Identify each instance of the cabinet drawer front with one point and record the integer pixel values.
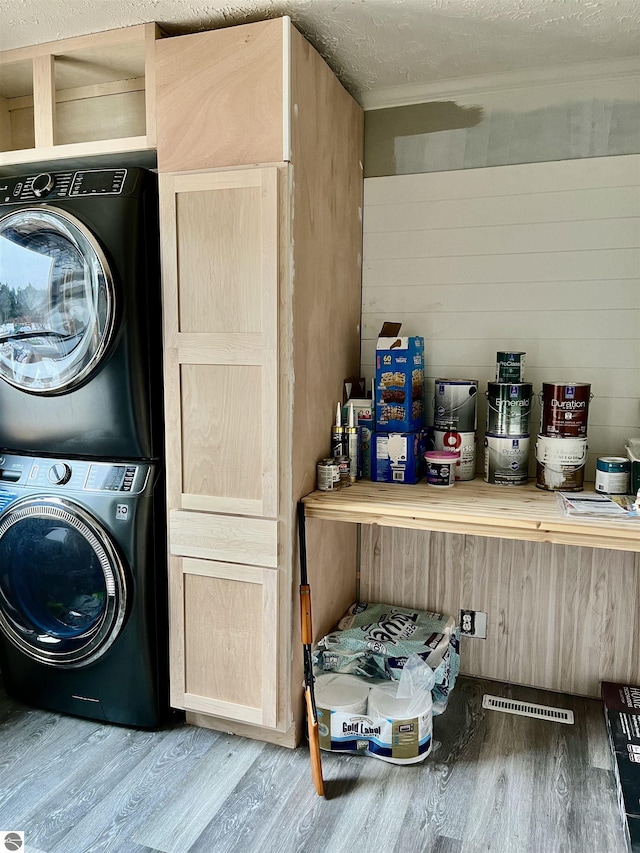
(234, 539)
(220, 278)
(230, 641)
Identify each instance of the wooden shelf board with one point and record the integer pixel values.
(475, 508)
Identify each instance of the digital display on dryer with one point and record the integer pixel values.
(98, 182)
(110, 478)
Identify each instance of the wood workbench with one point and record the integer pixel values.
(474, 508)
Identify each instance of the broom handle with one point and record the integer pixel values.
(306, 633)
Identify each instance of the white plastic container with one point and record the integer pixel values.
(441, 467)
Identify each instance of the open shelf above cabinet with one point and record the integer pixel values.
(81, 97)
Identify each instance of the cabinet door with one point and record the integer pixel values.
(228, 633)
(222, 97)
(220, 280)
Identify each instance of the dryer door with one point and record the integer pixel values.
(56, 301)
(63, 590)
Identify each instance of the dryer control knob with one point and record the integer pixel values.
(42, 184)
(59, 474)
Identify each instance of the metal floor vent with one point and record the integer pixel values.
(527, 709)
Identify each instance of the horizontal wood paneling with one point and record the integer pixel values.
(560, 617)
(543, 258)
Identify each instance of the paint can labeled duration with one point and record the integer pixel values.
(560, 463)
(612, 475)
(565, 409)
(455, 404)
(510, 366)
(506, 459)
(509, 408)
(464, 443)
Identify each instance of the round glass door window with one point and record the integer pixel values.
(62, 584)
(56, 301)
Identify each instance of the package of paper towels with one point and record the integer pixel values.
(390, 721)
(375, 640)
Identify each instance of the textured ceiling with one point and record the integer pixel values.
(373, 44)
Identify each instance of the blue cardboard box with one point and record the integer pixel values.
(398, 457)
(399, 386)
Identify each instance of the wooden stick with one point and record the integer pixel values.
(306, 633)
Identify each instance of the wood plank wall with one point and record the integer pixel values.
(559, 617)
(543, 258)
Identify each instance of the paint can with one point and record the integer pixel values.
(510, 366)
(560, 463)
(441, 467)
(344, 469)
(462, 442)
(612, 475)
(328, 475)
(506, 459)
(509, 408)
(565, 409)
(454, 405)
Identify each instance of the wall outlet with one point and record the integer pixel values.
(473, 623)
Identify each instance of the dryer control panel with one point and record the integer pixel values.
(56, 185)
(77, 475)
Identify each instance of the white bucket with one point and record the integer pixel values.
(560, 463)
(462, 442)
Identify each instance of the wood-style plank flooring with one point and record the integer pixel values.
(496, 782)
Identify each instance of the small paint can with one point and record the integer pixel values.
(612, 475)
(454, 405)
(560, 463)
(565, 409)
(328, 475)
(506, 459)
(509, 408)
(441, 467)
(462, 442)
(344, 469)
(510, 366)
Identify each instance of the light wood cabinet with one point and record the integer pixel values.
(259, 153)
(79, 97)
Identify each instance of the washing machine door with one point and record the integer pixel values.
(57, 301)
(63, 589)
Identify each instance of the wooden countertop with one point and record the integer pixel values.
(475, 508)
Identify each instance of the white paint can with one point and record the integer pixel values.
(506, 459)
(560, 463)
(441, 467)
(465, 444)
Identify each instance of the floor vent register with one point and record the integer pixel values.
(527, 709)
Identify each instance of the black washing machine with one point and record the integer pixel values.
(83, 608)
(80, 320)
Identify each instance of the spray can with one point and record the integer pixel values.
(338, 436)
(353, 446)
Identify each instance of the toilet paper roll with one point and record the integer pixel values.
(344, 693)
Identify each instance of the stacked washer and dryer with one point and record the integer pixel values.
(83, 613)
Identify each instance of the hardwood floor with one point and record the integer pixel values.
(496, 782)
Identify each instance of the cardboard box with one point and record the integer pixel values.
(398, 457)
(622, 716)
(399, 385)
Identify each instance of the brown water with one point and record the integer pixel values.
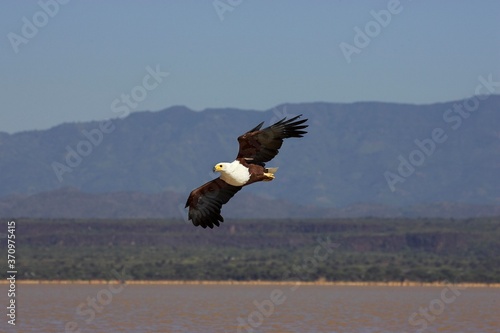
(251, 308)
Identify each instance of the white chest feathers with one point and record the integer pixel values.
(235, 174)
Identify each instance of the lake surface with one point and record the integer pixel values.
(251, 308)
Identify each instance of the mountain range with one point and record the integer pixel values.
(365, 158)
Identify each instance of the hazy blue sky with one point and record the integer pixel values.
(254, 54)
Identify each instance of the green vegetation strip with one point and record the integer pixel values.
(368, 249)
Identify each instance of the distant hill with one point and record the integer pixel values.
(72, 203)
(368, 154)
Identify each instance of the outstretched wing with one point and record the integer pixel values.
(260, 146)
(206, 201)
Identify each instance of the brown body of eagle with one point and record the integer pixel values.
(256, 148)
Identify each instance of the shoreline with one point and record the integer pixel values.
(263, 283)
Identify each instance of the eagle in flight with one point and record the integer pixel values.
(256, 148)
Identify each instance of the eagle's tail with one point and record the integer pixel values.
(271, 170)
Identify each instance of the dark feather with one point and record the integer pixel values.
(260, 146)
(206, 201)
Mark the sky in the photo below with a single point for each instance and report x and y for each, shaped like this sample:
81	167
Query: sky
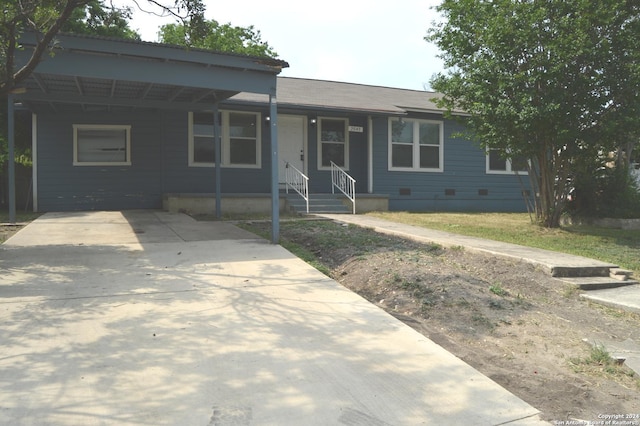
376	42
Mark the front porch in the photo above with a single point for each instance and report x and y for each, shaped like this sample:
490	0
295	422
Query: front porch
244	203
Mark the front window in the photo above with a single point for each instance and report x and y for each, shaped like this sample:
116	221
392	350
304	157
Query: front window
101	145
498	163
241	136
334	142
415	145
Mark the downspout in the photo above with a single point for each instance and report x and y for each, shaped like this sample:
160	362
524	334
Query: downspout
218	150
11	159
370	154
275	188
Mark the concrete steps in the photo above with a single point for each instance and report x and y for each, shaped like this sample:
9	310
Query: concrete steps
318	204
596	283
596	278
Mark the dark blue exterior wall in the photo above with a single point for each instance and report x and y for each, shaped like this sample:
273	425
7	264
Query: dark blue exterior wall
180	178
159	155
159	164
464	177
63	186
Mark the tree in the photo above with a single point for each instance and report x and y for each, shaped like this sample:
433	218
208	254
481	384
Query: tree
552	81
221	38
97	19
48	17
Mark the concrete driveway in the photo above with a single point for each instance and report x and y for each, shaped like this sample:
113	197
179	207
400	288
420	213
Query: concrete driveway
148	318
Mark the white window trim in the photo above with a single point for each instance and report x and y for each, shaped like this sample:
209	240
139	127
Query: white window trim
344	167
225	161
508	170
126	128
416	148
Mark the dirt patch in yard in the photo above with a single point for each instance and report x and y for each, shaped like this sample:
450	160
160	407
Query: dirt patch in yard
508	319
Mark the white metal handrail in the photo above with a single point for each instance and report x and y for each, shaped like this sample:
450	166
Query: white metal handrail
297	180
345	183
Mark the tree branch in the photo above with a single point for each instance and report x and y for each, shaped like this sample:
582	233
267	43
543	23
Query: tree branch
41	47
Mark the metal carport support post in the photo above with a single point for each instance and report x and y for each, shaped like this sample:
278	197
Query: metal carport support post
11	159
275	187
217	142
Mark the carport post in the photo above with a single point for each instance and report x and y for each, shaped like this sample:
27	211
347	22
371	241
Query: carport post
11	159
217	142
275	187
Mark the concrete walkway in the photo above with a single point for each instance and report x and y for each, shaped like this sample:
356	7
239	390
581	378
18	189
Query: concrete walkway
149	318
555	263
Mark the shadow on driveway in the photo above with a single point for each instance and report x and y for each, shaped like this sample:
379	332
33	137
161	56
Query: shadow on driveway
157	321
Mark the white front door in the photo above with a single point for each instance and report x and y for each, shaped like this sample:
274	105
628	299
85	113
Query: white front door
292	136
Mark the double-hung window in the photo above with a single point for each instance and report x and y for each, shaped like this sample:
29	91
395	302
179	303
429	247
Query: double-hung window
497	163
333	136
415	145
101	145
241	139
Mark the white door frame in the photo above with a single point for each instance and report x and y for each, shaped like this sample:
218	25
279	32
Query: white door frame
281	146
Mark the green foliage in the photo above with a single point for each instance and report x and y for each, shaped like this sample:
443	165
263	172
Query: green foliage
604	190
547	81
617	246
217	37
96	18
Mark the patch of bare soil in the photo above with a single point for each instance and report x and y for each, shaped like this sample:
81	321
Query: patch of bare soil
508	319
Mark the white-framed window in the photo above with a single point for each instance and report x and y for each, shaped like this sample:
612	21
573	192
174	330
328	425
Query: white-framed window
498	164
101	145
333	142
415	145
241	139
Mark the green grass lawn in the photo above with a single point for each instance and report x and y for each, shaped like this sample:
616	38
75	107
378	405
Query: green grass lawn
618	246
·····
Aim of the exercise:
Take the stretch of lines above from the one containing "Query: double-hung window" through the one containing "Mark the white-framed" and repeat it exactly, adding no other line.

Response box:
Query: double-hung window
497	163
333	136
415	145
101	145
241	139
Mark the white door frame in the photo above with a single point for each instance and report x and y for each, shaped like this sample:
218	25
279	32
Query: white door frame
281	146
Mark the green foliage in the photo above with a single point for each instance and report x and y for each, shaped like this sample:
443	165
263	172
Query: green foliage
604	190
547	81
617	246
217	37
96	18
Mark the patch of bare soil in the photo above with a single point for each instance and report x and y for each, shaped like this sample:
81	321
Query: patch of bare soil
508	319
Mark the white-framed window in the photo above with a single point for each instance and report x and y for each, shaped like this sample:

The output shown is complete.